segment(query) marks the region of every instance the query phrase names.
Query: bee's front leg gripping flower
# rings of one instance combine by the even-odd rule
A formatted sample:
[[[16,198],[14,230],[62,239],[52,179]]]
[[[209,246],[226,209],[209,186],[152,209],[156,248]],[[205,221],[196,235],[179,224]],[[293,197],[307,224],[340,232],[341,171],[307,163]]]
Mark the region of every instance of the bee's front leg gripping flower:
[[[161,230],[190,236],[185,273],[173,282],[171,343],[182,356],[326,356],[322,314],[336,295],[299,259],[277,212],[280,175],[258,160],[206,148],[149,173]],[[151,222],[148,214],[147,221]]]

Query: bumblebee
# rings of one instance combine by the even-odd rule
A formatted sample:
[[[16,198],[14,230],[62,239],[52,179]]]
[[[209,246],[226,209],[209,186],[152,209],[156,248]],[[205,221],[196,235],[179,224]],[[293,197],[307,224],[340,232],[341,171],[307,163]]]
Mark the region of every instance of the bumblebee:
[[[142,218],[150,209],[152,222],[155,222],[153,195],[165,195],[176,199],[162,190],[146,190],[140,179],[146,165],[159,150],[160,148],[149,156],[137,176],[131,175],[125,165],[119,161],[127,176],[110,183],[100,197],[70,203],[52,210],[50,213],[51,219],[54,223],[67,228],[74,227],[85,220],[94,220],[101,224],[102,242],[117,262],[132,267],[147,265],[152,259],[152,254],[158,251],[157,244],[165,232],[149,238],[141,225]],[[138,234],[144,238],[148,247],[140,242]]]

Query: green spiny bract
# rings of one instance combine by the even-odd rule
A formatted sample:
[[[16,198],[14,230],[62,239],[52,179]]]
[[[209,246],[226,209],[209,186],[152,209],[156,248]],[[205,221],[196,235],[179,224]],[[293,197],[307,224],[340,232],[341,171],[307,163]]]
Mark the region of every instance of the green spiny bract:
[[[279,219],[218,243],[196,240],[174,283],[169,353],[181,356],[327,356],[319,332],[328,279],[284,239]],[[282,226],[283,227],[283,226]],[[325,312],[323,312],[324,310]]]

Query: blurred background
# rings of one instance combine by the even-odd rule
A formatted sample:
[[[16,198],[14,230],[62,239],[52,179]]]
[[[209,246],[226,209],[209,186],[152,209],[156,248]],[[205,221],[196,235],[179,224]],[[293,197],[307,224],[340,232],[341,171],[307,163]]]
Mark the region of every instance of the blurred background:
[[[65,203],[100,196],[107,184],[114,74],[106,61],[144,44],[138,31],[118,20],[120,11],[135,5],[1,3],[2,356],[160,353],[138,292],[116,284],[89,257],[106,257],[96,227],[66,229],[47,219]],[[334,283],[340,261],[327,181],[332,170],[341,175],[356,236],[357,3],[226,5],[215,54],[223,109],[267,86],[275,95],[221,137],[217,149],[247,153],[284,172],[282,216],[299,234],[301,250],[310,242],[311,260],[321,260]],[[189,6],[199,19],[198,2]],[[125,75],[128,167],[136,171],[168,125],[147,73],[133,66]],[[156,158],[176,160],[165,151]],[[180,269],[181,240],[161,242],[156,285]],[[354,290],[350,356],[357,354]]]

***

Reproduce all of the rows above word for word, line by line.

§ **The reply**:
segment(query) marks the region of every instance the query phrase names.
Query: bee's front leg gripping flower
# rings of one instance combine by the even-odd rule
A formatted sample:
[[[16,198],[14,230],[62,239],[52,179]]]
[[[209,246],[226,209],[209,186],[152,209],[156,248]],[[205,221],[196,235],[179,224]],[[293,197],[307,224],[340,232],[341,171],[307,163]]]
Mark the region of every instance of the bee's front leg gripping flower:
[[[161,230],[190,236],[185,273],[173,282],[171,343],[182,356],[326,356],[322,314],[336,295],[299,259],[277,212],[280,175],[258,160],[206,148],[149,173]],[[151,222],[148,214],[147,221]]]

Query: bumblebee
# rings of one instance combine by the even-odd rule
A formatted sample:
[[[16,198],[14,230],[62,239],[52,179]]]
[[[209,246],[226,209],[209,186],[152,209],[156,248]],[[205,221],[196,235],[179,224]],[[293,197],[307,224],[340,232],[341,171],[307,163]]]
Mark the region of every instance of the bumblebee:
[[[142,218],[150,209],[152,222],[155,222],[153,195],[165,195],[176,199],[162,190],[146,190],[140,179],[146,165],[159,150],[160,148],[149,156],[137,176],[131,175],[125,165],[119,161],[127,176],[110,183],[100,197],[70,203],[52,210],[50,213],[51,219],[54,223],[67,228],[74,227],[85,220],[94,220],[101,224],[102,242],[117,262],[132,267],[147,265],[152,259],[152,254],[158,251],[157,244],[165,232],[149,238],[141,225]],[[138,234],[144,238],[148,247],[140,242]]]

Query: green spiny bract
# rings of one instance combine by the even-odd rule
A formatted sample:
[[[16,198],[14,230],[62,239],[52,179]]]
[[[209,246],[226,209],[209,186],[152,209],[156,248]],[[205,221],[196,235],[179,224]],[[293,197],[307,224],[340,232],[341,171],[307,163]]]
Mark the region of every instance of the green spiny bract:
[[[279,219],[218,243],[196,240],[174,283],[169,353],[181,356],[327,356],[319,332],[328,279],[284,239]],[[282,226],[283,227],[283,226]],[[325,312],[323,312],[324,310]]]

Query: blurred background
# rings of one instance combine by the even-odd rule
A formatted sample:
[[[16,198],[14,230],[62,239],[52,179]]]
[[[209,246],[226,209],[209,186],[152,209],[156,248]],[[205,221],[196,235],[179,224]],[[293,197],[307,224],[340,232],[341,171],[307,163]]]
Mark the region of every instance of the blurred background:
[[[65,203],[100,196],[107,184],[114,74],[106,61],[144,44],[138,31],[118,20],[120,11],[135,5],[1,3],[2,356],[160,353],[138,292],[116,284],[89,257],[106,257],[96,227],[66,229],[47,219]],[[334,283],[340,261],[327,181],[332,170],[341,175],[356,236],[357,3],[226,5],[215,54],[223,109],[267,86],[275,95],[221,137],[217,149],[247,153],[284,172],[282,216],[299,234],[301,250],[310,242],[311,260],[321,260]],[[189,6],[199,19],[198,2]],[[125,75],[128,167],[136,171],[168,125],[147,73],[133,66]],[[156,158],[176,160],[165,151]],[[180,269],[181,240],[161,242],[156,285]],[[354,290],[350,356],[357,354]]]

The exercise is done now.